_DO THIS_:
Return the entries below word for word. Begin at the line that contains "of the grass" and stop after the line that contains "of the floodwater.".

== STORED DATA ==

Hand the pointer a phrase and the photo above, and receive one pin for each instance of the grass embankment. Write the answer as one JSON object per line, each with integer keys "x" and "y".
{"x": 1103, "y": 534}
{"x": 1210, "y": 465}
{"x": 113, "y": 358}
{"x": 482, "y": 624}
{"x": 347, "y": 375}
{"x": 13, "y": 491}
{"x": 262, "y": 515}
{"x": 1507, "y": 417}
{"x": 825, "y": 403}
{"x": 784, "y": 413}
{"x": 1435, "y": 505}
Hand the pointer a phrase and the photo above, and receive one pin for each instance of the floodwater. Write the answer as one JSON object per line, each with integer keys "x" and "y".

===
== STORED DATA ==

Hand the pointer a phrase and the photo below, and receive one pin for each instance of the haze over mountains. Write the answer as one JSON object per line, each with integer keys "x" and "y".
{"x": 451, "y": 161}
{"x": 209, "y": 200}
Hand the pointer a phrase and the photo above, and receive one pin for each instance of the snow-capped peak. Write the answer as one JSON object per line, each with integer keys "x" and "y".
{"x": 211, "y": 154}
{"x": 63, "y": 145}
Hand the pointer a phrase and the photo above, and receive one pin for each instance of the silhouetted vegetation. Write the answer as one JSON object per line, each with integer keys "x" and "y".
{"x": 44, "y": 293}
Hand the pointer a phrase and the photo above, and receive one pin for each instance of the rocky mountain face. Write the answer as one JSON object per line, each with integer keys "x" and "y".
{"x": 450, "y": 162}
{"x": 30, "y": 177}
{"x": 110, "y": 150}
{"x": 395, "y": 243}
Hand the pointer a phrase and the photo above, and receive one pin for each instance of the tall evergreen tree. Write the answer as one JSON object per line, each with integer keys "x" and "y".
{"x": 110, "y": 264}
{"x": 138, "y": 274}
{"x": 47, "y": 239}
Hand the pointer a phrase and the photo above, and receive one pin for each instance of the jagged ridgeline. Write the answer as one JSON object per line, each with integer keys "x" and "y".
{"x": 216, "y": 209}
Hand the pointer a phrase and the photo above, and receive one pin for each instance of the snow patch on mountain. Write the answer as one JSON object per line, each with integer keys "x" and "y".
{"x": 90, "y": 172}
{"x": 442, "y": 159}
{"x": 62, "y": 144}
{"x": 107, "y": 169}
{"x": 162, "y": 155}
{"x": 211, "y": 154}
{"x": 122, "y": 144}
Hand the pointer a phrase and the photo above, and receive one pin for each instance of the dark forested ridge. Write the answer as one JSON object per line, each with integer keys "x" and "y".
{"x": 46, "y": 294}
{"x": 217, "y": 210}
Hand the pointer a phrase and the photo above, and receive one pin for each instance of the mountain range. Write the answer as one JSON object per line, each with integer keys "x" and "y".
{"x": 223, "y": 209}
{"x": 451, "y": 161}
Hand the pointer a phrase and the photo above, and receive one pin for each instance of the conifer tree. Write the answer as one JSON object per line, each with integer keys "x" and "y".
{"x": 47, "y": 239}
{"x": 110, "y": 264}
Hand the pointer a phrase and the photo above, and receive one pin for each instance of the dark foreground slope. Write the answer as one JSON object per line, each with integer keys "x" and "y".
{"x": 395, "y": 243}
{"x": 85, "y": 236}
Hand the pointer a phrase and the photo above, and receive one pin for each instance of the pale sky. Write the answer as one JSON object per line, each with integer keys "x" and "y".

===

_REPLY_:
Hand the pointer a phrase and the photo above, and receive one pin for each instance of the grass embankment. Write the answer as one JSON object per line, each with integer keys "x" and "y".
{"x": 1103, "y": 534}
{"x": 1210, "y": 465}
{"x": 113, "y": 358}
{"x": 482, "y": 624}
{"x": 347, "y": 375}
{"x": 13, "y": 491}
{"x": 262, "y": 515}
{"x": 1507, "y": 417}
{"x": 825, "y": 403}
{"x": 784, "y": 413}
{"x": 1435, "y": 505}
Hand the pointer a phrase and the photo above, and receive one pin for each instance of the floodwater. Write the answer as one JSON object per line, each with integer keys "x" and "y".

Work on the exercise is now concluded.